*** EXTRACTED TEXT ***

Top teachers take a bow
by Michèle Nardelli
UniSA has secured eight citations for teaching excellence as part of the 2007 Carrick Awards, two more than last year.
This year more than 200 Carrick Awards have been granted to staff at universities and other tertiary education institutions across Australia. The citations include a grant of $10,000 for the winners.
Each institution can submit 10 nominations for the awards.
This year’s UniSA winners have been acknowledged for their dedication and commitment, innovation and expertise across a broad range of study areas from nursing and pharmacy through to communications and information science.
In the Division of Health, the winners are Dr Carol Grech and Associate Professor Eimear Muir-Cochrane (nursing and midwifery); Dr Jyothi Thalluri (pharmacy), and Sue Gilbert Hunt (health sciences).
In the Division of Education Arts and Social Sciences,
Dr Ioana Petrescu (communications) and David Badenoch (education) won citations. And the winners in the Division of IT Engineering and the Environment are Dr Syed Mahfuzul Aziz and a team in computer information science that includes Kirsten Wahlstrom, Sue Tyerman and Rebecca Witt.
Dr Peter Hill, UniSA lecturer academic development (teaching awards and grants), said the awards were a great reflection on the dedication of staff to delivering the best learning outcomes for students.
"There is strong competition for these awards, so to have eight successful citations is a great credit to the University and to the winners," Dr Hill said.

*** End of EXTRACTED TEXT ***
*** RECORDS SUPPLIED ***

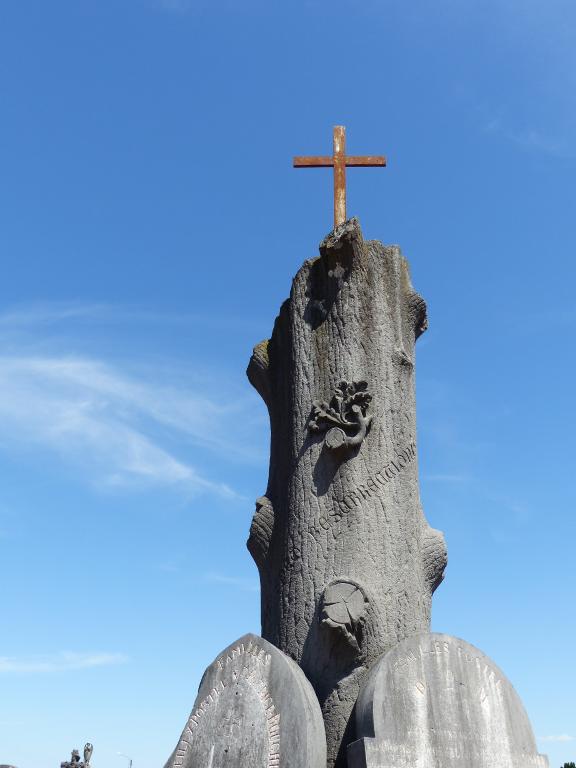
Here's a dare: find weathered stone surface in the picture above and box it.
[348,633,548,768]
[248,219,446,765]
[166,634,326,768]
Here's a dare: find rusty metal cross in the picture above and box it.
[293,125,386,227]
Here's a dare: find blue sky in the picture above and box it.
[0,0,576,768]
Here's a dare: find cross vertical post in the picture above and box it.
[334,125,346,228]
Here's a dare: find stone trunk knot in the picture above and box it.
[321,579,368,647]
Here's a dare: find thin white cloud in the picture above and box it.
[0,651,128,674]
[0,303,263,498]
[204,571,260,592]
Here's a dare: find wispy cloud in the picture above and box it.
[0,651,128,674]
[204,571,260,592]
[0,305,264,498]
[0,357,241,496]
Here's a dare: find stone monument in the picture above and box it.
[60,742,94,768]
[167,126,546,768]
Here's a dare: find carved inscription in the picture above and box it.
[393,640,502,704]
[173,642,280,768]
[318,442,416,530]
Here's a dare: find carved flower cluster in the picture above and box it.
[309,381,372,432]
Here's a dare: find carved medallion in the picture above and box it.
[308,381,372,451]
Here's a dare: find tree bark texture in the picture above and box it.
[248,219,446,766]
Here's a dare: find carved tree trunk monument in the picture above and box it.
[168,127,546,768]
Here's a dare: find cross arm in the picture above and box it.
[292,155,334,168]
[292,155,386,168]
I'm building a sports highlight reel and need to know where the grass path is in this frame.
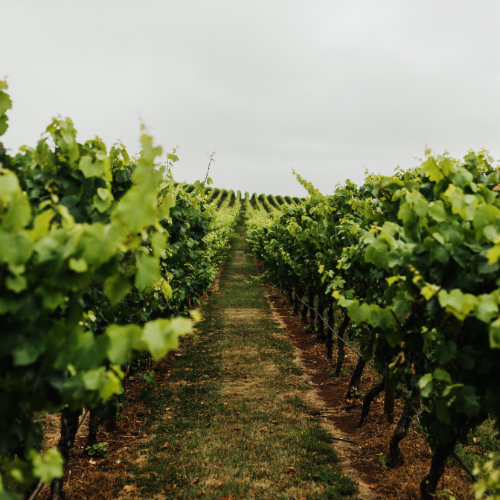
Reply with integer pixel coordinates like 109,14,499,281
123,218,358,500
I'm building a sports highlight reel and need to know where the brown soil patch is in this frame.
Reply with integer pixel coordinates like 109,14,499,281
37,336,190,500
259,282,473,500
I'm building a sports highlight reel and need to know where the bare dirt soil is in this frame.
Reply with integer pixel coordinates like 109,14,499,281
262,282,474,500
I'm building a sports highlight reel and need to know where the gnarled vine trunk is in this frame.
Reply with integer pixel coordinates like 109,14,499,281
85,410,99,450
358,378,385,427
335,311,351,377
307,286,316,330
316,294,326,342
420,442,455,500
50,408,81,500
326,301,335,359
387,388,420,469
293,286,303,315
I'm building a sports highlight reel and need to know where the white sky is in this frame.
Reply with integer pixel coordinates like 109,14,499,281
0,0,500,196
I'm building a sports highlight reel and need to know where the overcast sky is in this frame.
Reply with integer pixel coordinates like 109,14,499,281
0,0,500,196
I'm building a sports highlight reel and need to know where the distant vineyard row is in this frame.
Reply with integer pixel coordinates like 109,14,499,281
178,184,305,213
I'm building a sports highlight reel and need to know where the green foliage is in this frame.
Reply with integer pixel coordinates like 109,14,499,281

*** End of RECORDS SUPPLIED ***

● WORK INSTRUCTION 1: According to the article on UniSA's 2007 Carrick Awards, how many nominations can each institution submit for the awards?
● WORK INSTRUCTION 2: Write the next part of the article on UniSA's 2007 Carrick Awards, starting after its final sentence.

● ANSWER SPACE 1: Ten.

● ANSWER SPACE 2:
"It is clear that strengthening our commitment to teaching practice is paying off and that around the University there is a renewed commitment to improving the entire student learning experience.
"The other aspect of these awards is that they encourage all university staff to provide leadership in developing good learning outcomes. Academics, professional staff members, and sessional staff are all eligible."
Dr Thalluri, Dr Grech and Prof Muir-Cochrane said the awards were a great recognition of the importance of excellence in teaching.
"My own focus has been to make the transition to university smoother by enhancing the first-year experience," Dr Thalluri, senior lecturer in pharmacy said.
"In that first year at uni, many students need support to become more self-directed in their learning. I also like to encourage peer support in my classes so that the learning is more than simply academic, it is a broader cultural and social experience."
Prof Muir-Cochrane said mental health nurse education need to deliver work-ready graduates.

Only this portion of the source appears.